*TASK INSTRUCTIONS*:
Answer these questions from the Naruto forum thread:
1. What did Katsuya's human-sized splits tank?
2. Whose shunshin does the writer rank Minato's below?
3. On what date was the post by Trojan made?

* START SOURCE TEXT *

Katsuya's human-sized splits tanked Chou Shinra Tensei which annihilated Konoha. 

5% Katsuya can tank all of the attacks of every summon in the manga: simultaneously. It can roll over on smaller summons, crushing them. It can spit an ocean of acid. It can split into smaller variations to avoid concentrated damage. It can liquefy to avoid all types of physical damage. 

Katsuya > All Summons (bar bijuu)

Minato's shunshin definitely isn't that fast. I'd put it below (Pre-Rikudo) SM Naruto's. There's no chance SM Naruto blitzes Byakugou Sakura before she can punch the ground, then summon Katsuya. 

Sakura perceiving the speed of Rabbit Arms and reacting by shunshining back is an indication that she was clearly be capable of reacting to Minato's shunshin. 

Then again, you're a Minato fanboy, so why bother?


----------



## Trojan (Aug 9, 2015)

> [=DaVizWiz;54144126]
> Katsuya's human-sized splits tanked Chou Shinra Tensei which annihilated Konoha.

* END SOURCE TEXT *
* START INFORMATION PROVIDED *

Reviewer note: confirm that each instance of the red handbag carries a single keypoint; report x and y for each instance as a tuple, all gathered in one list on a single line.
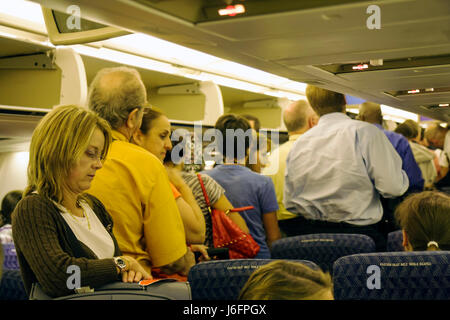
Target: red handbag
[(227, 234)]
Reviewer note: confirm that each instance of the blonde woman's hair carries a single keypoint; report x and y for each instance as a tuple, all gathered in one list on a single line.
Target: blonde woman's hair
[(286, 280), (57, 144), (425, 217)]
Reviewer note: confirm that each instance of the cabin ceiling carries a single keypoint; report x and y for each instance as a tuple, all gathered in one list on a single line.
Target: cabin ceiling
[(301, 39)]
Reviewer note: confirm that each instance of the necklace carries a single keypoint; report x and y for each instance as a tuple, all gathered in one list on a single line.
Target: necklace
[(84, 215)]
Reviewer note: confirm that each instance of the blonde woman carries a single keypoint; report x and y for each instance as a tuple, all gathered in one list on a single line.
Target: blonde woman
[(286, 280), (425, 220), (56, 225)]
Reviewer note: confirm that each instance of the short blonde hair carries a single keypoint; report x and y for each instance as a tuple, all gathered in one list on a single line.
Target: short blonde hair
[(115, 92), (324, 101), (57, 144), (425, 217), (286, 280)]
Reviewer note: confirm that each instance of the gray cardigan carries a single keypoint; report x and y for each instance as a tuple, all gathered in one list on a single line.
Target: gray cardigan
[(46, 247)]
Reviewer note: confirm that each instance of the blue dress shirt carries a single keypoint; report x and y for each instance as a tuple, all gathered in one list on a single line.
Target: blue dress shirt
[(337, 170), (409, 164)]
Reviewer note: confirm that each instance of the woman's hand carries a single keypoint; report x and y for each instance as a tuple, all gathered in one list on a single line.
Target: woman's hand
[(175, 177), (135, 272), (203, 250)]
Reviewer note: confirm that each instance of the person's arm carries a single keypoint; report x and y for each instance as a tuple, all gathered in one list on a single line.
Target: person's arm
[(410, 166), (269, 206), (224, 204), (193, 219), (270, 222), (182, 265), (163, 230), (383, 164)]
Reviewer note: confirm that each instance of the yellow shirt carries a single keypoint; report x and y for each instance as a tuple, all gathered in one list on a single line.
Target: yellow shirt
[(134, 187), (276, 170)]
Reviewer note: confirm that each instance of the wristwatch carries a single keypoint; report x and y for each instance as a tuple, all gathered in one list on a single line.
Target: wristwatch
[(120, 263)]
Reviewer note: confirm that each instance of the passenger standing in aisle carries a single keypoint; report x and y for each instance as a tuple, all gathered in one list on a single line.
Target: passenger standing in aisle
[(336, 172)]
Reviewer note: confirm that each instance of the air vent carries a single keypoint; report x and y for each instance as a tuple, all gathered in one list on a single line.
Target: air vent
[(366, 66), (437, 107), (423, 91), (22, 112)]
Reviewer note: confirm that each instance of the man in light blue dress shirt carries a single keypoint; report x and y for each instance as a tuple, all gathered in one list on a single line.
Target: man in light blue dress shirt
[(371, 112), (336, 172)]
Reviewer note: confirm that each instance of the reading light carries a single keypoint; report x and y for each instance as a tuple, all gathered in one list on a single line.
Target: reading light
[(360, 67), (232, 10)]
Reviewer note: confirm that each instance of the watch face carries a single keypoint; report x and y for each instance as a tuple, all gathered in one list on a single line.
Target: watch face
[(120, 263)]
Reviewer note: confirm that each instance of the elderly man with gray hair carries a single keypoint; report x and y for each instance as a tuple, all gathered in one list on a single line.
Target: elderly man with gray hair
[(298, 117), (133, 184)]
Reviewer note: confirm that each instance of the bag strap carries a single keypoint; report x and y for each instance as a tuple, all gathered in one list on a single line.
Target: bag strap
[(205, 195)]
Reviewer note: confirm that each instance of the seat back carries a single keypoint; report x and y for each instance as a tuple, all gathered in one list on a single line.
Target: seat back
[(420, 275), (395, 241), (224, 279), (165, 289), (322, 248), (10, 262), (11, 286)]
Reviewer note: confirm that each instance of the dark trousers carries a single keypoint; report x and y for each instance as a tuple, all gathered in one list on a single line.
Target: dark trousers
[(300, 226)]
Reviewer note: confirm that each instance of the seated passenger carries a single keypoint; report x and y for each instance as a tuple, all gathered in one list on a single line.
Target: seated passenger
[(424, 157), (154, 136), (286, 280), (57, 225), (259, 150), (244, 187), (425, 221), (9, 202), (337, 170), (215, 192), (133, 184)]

* END INFORMATION PROVIDED *

*ANSWER FOR THIS EXERCISE*:
1. Chou Shinra Tensei, which annihilated Konoha.
2. (Pre-Rikudo) SM Naruto's.
3. Aug 9, 2015.